These are all valid and important problems, but the solutions that have emerged are immature and rapidly evolving. You can slice and dice and squeeze and filter the context a million ways; it's easy to try a new one (and you should, why not?). It'll take a while for best practices to materialize. Part of the reason for this is that evals are tedious to run — nobody wants to rigorously evaluate the optimal strategy when whatever you try will probably work pretty well, because the underlying models are smart enough to compensate.

Even so, I expect several competing approaches to persist long-term, just as there are dozens of database architecture patterns, each with their own tradeoffs.

I recently came across this protocol, llms.txt, which illustrates these tradeoffs well.

llms.txt presents a more context-efficient way for LLMs to read websites. HTML is full of irrelevant layout and script data, whereas markdown is easy to ingest. And site information might be scattered on multiple pages, but llms.txt can synthesize it into one root file.

----

■ ACTIVITY A
According to the passage on llms.txt, into what can llms.txt synthesize site information that is scattered across multiple pages?
■ ACTIVITY B
Resume the passage on llms.txt, picking up directly after its last sentence.

(Items listed in a dataset)
----

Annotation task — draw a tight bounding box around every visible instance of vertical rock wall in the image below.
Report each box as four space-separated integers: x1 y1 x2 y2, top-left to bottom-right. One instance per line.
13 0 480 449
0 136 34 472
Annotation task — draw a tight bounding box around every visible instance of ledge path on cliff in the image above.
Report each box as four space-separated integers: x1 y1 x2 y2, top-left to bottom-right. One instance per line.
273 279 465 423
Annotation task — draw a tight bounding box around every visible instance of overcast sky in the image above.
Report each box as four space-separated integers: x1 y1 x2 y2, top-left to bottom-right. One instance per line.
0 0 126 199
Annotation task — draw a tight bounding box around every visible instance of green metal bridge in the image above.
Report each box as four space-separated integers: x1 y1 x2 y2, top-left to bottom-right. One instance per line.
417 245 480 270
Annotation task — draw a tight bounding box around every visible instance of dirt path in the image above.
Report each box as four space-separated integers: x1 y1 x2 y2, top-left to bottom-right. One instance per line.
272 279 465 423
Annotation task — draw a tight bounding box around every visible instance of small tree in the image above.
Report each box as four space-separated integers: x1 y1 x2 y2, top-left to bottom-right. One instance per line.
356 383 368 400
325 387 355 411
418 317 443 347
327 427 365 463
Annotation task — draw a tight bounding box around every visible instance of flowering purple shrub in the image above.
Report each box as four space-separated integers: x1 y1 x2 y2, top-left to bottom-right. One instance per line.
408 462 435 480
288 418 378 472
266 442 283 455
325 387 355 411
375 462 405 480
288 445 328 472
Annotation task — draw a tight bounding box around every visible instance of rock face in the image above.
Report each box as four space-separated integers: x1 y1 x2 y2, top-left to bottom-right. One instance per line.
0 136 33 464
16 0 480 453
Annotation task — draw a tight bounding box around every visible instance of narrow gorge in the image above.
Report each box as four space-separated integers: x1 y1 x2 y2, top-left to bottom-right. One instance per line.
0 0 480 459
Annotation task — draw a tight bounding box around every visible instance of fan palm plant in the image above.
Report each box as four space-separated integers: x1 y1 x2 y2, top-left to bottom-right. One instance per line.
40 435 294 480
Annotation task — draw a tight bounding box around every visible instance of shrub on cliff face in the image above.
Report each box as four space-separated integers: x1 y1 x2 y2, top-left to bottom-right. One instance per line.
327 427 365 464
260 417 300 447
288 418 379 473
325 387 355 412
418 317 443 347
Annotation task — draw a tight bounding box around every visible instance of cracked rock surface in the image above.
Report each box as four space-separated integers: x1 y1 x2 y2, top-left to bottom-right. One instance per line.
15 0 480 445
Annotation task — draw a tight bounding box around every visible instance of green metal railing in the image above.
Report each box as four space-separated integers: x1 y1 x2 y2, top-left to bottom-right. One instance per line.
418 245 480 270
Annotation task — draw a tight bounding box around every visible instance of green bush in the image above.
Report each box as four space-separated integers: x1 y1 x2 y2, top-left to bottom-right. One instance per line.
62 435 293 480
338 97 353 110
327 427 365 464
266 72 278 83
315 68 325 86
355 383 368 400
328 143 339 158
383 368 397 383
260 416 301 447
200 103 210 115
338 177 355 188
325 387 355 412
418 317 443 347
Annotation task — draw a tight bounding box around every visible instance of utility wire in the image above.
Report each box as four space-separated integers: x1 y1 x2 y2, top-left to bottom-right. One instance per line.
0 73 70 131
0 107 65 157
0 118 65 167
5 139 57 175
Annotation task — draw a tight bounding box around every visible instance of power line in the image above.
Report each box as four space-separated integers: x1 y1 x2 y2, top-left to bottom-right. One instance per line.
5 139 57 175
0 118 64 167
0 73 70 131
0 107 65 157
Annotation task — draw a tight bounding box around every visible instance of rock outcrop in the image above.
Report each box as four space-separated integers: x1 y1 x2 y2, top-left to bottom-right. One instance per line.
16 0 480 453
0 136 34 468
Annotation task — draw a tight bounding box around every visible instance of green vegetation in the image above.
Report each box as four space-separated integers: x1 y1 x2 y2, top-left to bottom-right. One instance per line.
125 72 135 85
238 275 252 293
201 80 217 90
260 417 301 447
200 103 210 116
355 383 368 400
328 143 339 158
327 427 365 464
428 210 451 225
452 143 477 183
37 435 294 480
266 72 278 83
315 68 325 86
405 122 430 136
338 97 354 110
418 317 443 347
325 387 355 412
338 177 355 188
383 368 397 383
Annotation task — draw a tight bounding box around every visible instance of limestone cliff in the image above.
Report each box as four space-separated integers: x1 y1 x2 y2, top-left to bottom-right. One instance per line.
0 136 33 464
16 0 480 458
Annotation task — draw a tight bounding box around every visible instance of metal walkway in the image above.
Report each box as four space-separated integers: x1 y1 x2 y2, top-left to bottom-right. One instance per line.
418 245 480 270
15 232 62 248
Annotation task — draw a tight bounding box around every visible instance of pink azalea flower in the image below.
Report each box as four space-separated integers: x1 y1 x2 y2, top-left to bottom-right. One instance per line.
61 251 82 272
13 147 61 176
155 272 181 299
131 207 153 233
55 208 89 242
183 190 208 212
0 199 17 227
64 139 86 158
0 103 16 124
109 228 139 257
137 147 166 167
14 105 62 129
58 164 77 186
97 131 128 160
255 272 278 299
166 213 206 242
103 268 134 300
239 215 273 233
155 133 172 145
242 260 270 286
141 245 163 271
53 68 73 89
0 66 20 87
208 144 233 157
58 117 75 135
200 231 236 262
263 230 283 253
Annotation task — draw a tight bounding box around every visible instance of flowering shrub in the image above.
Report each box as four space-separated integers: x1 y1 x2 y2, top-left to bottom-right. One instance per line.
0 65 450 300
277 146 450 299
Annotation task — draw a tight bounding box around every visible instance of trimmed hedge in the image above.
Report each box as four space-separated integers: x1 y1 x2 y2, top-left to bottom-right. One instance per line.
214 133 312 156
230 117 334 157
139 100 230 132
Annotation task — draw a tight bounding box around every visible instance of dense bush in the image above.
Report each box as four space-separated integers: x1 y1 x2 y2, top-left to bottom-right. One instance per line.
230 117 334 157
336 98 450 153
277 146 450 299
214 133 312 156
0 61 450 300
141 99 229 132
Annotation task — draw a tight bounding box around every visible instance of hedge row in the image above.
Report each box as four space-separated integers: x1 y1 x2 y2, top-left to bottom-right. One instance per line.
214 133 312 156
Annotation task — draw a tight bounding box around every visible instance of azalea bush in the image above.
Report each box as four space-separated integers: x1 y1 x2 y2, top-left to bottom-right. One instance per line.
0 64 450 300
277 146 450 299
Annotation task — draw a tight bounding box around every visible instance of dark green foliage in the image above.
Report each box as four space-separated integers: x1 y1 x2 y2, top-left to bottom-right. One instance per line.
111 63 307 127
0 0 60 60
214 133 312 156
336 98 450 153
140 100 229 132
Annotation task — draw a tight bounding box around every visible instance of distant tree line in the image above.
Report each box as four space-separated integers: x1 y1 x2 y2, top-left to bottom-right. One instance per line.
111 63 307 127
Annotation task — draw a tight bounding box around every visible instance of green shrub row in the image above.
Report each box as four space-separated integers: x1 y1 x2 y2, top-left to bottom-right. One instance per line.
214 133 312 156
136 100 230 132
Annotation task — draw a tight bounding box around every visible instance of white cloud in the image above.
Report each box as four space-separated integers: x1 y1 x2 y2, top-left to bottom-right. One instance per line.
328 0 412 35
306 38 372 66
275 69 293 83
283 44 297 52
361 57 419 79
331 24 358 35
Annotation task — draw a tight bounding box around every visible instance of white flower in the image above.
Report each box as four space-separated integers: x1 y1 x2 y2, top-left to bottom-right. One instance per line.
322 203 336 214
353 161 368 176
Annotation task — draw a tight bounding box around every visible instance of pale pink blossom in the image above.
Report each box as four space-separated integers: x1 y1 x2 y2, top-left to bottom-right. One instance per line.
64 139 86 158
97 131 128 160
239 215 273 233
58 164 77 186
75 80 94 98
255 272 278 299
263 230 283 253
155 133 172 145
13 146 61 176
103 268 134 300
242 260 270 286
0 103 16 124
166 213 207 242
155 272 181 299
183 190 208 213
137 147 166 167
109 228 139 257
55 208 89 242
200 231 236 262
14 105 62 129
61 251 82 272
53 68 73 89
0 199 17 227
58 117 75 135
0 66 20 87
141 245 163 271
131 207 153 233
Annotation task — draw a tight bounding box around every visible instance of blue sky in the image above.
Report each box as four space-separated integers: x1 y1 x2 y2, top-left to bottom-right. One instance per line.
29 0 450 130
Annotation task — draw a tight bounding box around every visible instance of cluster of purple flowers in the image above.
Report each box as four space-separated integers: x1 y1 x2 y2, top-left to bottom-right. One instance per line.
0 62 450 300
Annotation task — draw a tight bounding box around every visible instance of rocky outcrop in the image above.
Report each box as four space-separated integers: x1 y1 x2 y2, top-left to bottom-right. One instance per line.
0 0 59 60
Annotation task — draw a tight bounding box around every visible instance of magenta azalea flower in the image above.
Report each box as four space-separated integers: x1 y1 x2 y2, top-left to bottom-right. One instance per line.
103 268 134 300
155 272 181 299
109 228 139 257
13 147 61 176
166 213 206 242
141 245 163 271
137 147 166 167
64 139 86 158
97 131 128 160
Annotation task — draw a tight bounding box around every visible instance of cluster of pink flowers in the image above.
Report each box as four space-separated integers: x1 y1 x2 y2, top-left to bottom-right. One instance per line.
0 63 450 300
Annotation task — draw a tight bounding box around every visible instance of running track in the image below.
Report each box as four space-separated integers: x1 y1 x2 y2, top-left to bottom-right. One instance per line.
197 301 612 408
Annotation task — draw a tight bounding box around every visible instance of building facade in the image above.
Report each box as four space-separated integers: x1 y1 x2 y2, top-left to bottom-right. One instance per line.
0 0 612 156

----

■ YOUR RESPONSE A
One root file.

■ YOUR RESPONSE B
This protocol is designed to meet LLMs where they're at — treating them as distinct from human visitors and requiring extra work from developers to accommodate them. But how about a lazy alternative — what if the LLM screenshots the site, ingesting it visually just like a human would? This might even be more token efficient than markdown, and requires zero developer adoption. Or what about reader mode?

It's hard to say how website design will evolve as LLMs become the primary consumers of web content. You could argue that humans and LLMs are truly different in this respect — humans fall for pretty visuals, LLMs are purely rational text ingestors. Maybe sites like https://www.fastht.ml truly need a flashy homepage to entice human developers to use their shiny new framework, while LLMs quietly evaluate the boring technical specs. Or maybe website best practices simply shift to clearer, denser layouts for these kinds of products. I don't know if llms.txt is the answer.

In several instances, I've noticed the popular approach shift over time from bespoke agent abstractions to simple, universal solutions. This blog speaks about the emergence of the filesystem as the preferred interface for agents. In retrospect, that's...kind of obvious? The filesystem is the computer's basic interface, and LLMs can navigate it just fine with a bash terminal.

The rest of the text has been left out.